— Data section —
····················

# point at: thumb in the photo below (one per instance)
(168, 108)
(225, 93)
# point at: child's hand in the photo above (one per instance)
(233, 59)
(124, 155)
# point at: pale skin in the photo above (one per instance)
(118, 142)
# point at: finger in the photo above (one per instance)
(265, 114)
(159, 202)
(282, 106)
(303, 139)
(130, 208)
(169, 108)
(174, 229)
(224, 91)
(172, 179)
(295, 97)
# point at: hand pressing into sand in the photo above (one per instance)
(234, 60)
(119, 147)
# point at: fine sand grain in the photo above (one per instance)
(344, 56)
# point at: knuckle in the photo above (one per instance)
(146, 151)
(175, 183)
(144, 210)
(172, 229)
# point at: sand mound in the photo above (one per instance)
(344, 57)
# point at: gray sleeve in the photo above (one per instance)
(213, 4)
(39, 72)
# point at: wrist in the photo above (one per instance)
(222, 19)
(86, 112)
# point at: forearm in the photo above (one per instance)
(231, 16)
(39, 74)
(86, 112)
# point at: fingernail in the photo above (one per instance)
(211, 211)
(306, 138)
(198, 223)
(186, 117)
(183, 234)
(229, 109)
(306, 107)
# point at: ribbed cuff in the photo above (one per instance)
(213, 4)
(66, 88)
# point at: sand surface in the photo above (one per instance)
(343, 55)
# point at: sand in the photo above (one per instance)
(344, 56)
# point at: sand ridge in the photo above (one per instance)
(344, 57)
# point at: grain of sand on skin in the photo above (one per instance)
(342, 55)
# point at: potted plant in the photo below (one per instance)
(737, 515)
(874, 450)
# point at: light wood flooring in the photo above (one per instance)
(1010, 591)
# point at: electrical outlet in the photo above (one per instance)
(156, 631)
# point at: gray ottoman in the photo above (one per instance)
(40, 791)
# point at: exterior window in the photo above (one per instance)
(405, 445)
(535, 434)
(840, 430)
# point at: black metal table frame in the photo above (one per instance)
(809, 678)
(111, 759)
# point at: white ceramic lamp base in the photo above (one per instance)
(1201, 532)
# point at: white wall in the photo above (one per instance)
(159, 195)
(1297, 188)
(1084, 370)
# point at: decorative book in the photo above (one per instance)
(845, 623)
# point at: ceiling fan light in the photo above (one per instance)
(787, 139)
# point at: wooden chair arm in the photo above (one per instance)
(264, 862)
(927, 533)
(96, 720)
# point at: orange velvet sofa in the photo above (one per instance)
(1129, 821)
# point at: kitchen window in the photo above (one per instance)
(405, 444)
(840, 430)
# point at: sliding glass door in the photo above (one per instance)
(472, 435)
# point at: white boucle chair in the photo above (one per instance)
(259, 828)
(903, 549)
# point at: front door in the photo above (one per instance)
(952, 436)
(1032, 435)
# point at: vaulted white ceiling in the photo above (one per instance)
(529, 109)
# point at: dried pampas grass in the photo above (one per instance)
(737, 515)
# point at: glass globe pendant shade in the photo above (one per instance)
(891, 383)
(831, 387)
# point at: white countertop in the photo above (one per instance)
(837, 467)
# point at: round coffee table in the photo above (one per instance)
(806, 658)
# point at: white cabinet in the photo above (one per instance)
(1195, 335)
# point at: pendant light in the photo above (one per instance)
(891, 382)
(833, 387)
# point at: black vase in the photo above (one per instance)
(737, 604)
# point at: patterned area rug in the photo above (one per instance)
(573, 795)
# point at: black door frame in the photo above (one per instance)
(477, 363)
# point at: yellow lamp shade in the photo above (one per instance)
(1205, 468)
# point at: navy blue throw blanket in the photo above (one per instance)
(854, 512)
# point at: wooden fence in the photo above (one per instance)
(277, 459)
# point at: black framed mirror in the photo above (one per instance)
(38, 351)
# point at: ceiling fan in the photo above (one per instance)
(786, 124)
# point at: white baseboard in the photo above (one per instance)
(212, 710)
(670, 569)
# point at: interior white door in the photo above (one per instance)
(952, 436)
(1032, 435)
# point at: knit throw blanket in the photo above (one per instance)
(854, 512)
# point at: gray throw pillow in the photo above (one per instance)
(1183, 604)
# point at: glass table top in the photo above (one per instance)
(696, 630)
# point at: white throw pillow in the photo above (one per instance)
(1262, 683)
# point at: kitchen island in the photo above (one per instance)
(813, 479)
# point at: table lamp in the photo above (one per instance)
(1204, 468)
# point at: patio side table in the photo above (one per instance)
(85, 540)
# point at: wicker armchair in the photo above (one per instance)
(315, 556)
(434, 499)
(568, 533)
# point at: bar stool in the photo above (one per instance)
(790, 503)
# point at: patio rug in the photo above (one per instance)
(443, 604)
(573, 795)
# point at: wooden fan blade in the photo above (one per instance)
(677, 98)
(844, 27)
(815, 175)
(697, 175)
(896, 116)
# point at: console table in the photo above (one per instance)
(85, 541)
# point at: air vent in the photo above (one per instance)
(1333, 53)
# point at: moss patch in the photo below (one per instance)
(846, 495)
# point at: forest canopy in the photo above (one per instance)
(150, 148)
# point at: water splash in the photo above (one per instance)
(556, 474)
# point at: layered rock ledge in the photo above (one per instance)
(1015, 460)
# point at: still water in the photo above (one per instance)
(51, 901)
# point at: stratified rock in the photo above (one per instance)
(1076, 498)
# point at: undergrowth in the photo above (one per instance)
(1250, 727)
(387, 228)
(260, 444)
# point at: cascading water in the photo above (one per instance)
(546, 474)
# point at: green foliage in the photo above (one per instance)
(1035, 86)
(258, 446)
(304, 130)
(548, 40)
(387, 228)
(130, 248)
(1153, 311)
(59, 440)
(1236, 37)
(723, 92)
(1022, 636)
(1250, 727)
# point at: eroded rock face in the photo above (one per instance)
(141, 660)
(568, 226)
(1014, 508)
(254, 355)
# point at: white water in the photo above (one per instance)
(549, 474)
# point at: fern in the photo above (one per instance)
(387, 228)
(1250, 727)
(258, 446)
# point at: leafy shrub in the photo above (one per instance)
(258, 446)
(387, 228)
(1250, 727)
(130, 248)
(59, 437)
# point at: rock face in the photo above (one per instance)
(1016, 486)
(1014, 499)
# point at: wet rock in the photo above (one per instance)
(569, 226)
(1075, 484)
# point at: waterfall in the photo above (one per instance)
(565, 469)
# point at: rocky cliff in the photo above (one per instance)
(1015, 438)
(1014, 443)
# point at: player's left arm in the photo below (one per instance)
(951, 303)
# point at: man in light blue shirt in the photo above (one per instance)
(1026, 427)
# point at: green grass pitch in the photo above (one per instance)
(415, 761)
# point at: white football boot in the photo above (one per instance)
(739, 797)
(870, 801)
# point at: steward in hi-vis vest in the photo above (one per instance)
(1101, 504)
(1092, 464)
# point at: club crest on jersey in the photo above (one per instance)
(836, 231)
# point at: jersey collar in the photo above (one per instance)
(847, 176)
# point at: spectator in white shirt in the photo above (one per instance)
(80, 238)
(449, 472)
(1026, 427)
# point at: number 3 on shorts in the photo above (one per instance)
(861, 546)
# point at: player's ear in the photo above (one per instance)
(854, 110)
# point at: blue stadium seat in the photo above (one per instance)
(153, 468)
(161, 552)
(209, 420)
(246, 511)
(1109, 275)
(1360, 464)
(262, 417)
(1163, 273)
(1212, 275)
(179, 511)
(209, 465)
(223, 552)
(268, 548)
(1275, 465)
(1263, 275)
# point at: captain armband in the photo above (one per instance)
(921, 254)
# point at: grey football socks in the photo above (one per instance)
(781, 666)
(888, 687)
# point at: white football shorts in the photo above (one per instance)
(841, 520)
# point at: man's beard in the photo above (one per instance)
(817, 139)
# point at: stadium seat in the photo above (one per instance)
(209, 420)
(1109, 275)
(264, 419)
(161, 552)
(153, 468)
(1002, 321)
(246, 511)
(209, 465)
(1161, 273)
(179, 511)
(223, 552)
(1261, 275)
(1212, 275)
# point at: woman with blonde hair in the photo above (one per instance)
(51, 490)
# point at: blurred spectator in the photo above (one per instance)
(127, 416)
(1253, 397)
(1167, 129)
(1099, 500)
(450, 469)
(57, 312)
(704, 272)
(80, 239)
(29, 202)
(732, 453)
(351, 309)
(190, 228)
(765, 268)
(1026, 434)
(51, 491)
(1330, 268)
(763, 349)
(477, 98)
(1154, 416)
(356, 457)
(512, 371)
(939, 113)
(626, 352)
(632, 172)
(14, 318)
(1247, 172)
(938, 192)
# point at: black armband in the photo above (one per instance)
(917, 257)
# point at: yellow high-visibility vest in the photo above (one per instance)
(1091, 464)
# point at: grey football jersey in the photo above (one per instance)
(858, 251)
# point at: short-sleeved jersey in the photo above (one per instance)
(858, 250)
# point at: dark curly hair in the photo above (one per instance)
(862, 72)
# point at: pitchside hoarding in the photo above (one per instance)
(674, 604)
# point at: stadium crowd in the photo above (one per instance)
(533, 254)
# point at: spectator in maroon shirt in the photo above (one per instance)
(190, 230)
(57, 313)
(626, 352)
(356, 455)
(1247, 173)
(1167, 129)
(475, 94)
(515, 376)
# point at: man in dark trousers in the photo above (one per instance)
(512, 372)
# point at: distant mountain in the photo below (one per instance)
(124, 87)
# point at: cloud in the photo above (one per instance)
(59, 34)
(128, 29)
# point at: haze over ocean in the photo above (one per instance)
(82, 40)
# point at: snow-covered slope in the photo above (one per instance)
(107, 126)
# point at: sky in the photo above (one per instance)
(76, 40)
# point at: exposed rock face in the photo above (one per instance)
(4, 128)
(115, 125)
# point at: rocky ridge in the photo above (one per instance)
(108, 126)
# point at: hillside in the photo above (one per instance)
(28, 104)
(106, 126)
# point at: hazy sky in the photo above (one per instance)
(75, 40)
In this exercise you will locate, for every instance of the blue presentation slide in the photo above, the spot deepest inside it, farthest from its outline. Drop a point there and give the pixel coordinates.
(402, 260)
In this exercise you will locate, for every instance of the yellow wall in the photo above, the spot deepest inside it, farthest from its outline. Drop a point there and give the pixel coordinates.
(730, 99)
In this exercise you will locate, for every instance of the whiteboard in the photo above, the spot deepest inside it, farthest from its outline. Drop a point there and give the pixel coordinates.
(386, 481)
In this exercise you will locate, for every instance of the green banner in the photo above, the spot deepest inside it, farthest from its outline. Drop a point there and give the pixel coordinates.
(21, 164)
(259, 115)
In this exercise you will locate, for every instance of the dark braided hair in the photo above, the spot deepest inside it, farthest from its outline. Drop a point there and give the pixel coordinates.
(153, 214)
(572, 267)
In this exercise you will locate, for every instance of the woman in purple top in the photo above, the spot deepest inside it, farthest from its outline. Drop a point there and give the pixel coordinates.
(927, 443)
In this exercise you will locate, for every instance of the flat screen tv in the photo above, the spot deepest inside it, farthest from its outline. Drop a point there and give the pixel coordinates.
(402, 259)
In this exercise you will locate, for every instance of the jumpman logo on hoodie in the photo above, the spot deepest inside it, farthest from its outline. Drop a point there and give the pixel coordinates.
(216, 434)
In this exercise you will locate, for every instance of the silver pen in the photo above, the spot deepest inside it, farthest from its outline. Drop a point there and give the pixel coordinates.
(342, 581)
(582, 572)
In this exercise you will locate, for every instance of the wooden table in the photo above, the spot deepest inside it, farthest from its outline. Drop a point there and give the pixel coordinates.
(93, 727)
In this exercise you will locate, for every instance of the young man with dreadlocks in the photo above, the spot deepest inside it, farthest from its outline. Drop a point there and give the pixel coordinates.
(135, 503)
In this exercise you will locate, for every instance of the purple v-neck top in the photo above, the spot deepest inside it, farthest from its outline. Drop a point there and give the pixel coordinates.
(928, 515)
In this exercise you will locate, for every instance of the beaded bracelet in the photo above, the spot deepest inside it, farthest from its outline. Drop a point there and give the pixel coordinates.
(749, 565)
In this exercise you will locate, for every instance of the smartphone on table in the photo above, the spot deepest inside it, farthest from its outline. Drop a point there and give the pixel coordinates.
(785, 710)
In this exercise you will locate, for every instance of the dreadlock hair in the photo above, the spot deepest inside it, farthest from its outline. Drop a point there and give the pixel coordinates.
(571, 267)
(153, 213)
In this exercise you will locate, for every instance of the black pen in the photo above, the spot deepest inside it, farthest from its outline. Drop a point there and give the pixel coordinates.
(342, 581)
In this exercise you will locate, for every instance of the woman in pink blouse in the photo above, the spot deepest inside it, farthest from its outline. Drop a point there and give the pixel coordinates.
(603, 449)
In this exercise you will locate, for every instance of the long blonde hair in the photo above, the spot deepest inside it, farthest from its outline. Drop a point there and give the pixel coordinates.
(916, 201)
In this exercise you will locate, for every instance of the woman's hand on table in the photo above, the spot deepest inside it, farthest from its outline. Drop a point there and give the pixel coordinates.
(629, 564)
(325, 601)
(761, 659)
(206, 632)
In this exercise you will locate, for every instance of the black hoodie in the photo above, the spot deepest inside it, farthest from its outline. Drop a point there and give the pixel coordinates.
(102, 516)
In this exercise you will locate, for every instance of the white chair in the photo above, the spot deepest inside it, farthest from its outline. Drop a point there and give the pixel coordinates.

····················

— Given exercise —
Please rewrite the lines from the one containing "the black pen" through the final line above, both included, as a Markdown table with the columns Row and Line, numbering each row and leaving out blank lines.

— Complete answer —
| Row | Line |
|---|---|
| 1 | In this exercise you will locate, for every instance of the black pen in the photo above, the spot deepest inside it, farthest from its outline. Drop a point there and give the pixel coordinates. |
| 2 | (342, 581) |
| 3 | In this exercise you will locate, for every instance of the woman in pink blouse in the photo above, the spot deepest inside it, farthest from its outline. Drop a point there and give the pixel coordinates. |
| 4 | (603, 449) |
| 5 | In this exercise you will locate, for every instance of the long blonde hair in the photo above, the spot deepest inside it, farthest from its outline. Drop a point there and give the pixel coordinates. |
| 6 | (916, 201) |
| 7 | In this exercise you will locate, for every instance of the woman's hand on table in the photo above, the spot deepest inside it, farthest from its outline. Drop a point there and give the pixel coordinates. |
| 8 | (629, 564) |
| 9 | (325, 601) |
| 10 | (761, 659) |
| 11 | (206, 632) |
| 12 | In this exercise you will locate, for every instance of the black hoodie in the photo above, the spot deepest inside it, farthest from its outline. Drop a point there and give the pixel coordinates. |
| 13 | (102, 516) |
| 14 | In this exercise you will locate, for every instance of the white chair in the photo above, the spot deepest inside it, farthest from its outline. Drop a point there and give the pixel coordinates. |